Texto base:
========

Ele deve trilhar uma carreira centrada no humanismo, precisa valorizar e gostar de gente
*Antonio Carlos Lopes
A formação em medicina e a própria prática médica sofrem um desvio gravíssimo no Brasil. Trata-se de um campo da ciência que requer, obrigatoriamente, uma visão humanística dos pacientes, além de profunda clareza de seu papel social.
A formação em medicina e a própria prática médica sofrem um desvio gravíssimo no Brasil. Trata-se de um campo da ciência que requer, obrigatoriamente, uma visão humanística dos pacientes, além de profunda clareza de seu papel social.
Hoje, certas universidades, tanto públicas quanto privadas, parecem se contentar em repassar conteúdos científicos, possuir estrutura adequada e corpo docente de excelência.
Não é o bastante. O envolvimento com ensino, assistência e pesquisa são insuficientes enquanto entrega, pois cabe a essas instituições uma missão muito mais complexa.
E olha que comecei citando os melhores exemplos. Há ainda diversas faculdades de Medicina que cobram mensalidades caríssimas, funcionando sem hospital escola, com corpo docente de capacitação contestável e possuem falhas na grade pedagógica. Certamente são responsáveis por parcela das mazelas da saúde do País.
Quando pensamos em um médico realmente capacitado, temos em mente um profissional que vai bem além do conhecimento técnico. Ele deve trilhar uma carreira centrada no humanismo, precisa valorizar e gostar de gente. Na medicina, aliás, o amor ao próximo é o alicerce da boa prática.
Essa visão cidadã está em falta no pacote saúde oferecido pelo aparelho formador aos futuros médicos. Isso porque a maiores dos cursos possui visão puramente mercantilista. Desculpe a sinceridade, mas é obrigação de qualquer instituição de ensino em medicina formar profissionais sem preconceitos e com amor verdadeiro ao exercício da profissão e aos pacientes. As grandes intervenções médicas dependem demais do humanismo.

========

Dados analisados:
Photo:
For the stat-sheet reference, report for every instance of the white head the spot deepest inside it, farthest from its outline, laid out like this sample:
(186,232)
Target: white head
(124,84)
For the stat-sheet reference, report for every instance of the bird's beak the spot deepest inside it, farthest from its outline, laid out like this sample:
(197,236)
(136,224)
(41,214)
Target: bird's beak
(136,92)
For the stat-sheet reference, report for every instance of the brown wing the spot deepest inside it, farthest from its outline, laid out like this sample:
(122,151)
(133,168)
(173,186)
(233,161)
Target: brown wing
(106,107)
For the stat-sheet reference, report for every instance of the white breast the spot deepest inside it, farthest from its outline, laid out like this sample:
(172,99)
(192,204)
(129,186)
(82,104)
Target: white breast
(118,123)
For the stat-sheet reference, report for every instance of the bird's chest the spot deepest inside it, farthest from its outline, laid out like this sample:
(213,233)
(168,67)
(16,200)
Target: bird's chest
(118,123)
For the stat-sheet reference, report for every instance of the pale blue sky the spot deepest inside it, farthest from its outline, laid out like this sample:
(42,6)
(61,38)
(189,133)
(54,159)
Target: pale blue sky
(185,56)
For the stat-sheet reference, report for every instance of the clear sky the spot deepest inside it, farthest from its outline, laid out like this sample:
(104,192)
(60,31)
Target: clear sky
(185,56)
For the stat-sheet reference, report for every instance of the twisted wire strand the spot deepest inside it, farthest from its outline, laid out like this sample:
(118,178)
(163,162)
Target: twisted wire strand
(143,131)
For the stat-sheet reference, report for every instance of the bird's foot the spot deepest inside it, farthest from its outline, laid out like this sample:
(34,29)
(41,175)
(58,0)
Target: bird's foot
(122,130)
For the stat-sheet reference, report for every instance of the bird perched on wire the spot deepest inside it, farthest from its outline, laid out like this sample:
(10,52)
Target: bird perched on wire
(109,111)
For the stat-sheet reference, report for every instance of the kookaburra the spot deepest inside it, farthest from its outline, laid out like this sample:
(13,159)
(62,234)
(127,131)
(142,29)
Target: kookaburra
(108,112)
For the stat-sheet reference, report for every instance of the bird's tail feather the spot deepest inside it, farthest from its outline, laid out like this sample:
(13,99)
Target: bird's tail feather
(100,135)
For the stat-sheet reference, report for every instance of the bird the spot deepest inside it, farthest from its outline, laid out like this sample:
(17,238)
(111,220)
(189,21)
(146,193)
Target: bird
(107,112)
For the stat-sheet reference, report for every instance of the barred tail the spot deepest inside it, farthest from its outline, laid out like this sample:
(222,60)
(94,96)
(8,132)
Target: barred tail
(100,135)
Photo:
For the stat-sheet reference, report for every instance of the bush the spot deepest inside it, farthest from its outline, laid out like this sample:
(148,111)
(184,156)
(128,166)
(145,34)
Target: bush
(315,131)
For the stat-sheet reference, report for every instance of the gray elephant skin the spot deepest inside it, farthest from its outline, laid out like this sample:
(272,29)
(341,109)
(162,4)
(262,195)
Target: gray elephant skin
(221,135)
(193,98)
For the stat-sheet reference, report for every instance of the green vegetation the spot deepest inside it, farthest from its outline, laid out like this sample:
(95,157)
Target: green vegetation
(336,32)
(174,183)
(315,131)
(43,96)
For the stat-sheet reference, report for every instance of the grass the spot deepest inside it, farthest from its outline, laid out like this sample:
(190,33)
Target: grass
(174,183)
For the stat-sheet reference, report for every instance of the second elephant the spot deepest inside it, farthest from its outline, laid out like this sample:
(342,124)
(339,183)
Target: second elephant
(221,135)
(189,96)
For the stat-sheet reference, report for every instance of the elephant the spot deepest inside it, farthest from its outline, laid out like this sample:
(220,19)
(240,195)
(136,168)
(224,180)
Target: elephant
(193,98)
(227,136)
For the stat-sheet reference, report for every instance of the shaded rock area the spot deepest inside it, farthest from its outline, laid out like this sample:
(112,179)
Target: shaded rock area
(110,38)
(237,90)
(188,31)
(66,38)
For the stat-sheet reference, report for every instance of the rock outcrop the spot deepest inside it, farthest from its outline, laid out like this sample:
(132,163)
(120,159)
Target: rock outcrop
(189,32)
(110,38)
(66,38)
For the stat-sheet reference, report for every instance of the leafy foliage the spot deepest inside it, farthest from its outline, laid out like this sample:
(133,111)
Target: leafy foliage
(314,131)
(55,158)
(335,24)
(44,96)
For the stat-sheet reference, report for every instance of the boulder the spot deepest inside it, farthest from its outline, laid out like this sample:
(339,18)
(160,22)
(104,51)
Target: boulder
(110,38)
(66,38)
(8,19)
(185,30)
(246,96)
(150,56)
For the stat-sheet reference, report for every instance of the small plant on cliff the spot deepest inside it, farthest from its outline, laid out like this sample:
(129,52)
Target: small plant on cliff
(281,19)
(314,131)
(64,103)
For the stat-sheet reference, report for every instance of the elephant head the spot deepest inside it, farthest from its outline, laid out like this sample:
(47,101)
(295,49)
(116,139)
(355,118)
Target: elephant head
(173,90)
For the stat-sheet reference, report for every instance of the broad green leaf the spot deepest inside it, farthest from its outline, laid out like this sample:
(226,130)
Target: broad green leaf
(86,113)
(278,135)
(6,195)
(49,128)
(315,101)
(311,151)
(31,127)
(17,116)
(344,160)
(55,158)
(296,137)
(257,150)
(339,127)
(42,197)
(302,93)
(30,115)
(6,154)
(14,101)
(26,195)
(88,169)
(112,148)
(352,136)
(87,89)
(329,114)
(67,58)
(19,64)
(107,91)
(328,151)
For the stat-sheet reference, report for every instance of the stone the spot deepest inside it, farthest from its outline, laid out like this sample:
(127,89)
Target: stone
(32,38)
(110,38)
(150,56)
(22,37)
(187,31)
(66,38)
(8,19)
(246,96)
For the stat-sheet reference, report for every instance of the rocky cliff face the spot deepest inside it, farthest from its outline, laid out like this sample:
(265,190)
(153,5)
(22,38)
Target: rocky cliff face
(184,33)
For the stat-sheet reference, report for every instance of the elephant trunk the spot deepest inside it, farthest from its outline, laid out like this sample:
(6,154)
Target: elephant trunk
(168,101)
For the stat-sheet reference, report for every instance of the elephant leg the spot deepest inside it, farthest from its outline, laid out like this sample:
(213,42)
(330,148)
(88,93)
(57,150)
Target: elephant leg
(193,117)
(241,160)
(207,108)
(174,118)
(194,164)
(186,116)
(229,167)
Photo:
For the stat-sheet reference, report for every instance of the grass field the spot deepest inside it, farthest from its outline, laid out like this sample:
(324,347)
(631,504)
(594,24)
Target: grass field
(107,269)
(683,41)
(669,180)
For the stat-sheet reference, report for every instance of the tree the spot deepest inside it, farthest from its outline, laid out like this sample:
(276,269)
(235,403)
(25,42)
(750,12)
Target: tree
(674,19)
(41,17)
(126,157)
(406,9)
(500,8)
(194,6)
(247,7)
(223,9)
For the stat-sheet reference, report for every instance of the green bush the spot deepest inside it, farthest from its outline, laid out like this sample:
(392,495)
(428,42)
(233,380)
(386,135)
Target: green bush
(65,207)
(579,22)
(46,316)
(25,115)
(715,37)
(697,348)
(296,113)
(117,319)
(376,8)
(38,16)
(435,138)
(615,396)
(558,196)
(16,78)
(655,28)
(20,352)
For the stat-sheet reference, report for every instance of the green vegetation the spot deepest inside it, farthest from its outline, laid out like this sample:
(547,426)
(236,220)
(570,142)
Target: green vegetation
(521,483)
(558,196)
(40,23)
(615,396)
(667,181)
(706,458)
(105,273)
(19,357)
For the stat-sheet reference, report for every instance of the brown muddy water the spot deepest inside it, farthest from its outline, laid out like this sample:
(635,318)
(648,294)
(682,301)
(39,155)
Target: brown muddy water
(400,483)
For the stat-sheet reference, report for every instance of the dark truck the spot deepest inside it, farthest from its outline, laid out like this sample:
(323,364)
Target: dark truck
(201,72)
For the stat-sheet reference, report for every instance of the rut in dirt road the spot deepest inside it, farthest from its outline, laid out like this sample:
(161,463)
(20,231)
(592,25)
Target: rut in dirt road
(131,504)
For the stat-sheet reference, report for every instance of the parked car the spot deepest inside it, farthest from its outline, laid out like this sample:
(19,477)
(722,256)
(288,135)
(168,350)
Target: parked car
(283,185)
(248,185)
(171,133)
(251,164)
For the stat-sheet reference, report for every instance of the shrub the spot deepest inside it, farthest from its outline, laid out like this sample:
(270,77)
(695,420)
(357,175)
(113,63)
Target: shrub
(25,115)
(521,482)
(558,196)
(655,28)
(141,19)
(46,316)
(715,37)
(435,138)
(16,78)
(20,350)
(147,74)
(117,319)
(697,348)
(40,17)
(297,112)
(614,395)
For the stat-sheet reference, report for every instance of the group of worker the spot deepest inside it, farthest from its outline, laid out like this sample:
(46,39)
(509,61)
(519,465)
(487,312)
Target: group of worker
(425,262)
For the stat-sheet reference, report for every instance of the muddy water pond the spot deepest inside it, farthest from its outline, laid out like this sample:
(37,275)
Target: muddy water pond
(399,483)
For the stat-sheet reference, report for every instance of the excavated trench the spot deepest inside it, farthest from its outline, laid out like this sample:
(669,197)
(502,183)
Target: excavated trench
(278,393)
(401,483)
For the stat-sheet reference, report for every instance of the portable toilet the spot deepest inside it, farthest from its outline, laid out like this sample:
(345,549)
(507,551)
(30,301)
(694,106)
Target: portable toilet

========

Enunciado 1: Reescreva o trecho do texto sobre a formação médica que começa com "Quando pensamos em" e termina com "demais do humanismo.", trocando "alicerce" por "fundamento".
Enunciado 2: Dê continuidade ao texto sobre a formação médica a partir da última frase apresentada.

Resposta 1:
Quando pensamos em um médico realmente capacitado, temos em mente um profissional que vai bem além do conhecimento técnico. Ele deve trilhar uma carreira centrada no humanismo, precisa valorizar e gostar de gente. Na medicina, aliás, o amor ao próximo é o fundamento da boa prática.
Essa visão cidadã está em falta no pacote saúde oferecido pelo aparelho formador aos futuros médicos. Isso porque a maiores dos cursos possui visão puramente mercantilista. Desculpe a sinceridade, mas é obrigação de qualquer instituição de ensino em medicina formar profissionais sem preconceitos e com amor verdadeiro ao exercício da profissão e aos pacientes. As grandes intervenções médicas dependem demais do humanismo.

Resposta 2:
Assim, faz-se indispensável que essas escolas mudem rapidamente de foco. Uma proposta de medicina motivada exclusivamente na razão do lucro tende a produzir excesso de exames, gastos desnecessários, o agravamento de doenças e até tragédias, com a perda de vidas humanas.
O bom médico não é fruto do acaso ou de um dom. É indispensável ensinar também conduta humana, na qual a relação médico-paciente é baseada na confiança e respeito, e não somente um atendimento frio e científico.
Medicina, digo sempre, não é apenas estudar a ação de substâncias no organismo, verificar o funcionamento de órgãos ou realizar cortes cirúrgicos com precisão, é muito mais. Reafirmo: o médico deve amar a profissão e ter em mente que seu foco não são doenças e sim os doentes.
Enquanto a quantidade de profissionais for o centro da discussão, e não a qualidade da formação, teremos médicos que enxergam seu trabalho sob ótica simplória: os pacientes para eles se tornam simples números de quartos ou clientes de planos de saúde A ou B.
A saúde da população deve ser levada mais a sério, o médico deve saber o peso da responsabilidade que tem nas mãos. E isso também é assunto a ser levado a sério e com consequência pelas faculdades brasileiras.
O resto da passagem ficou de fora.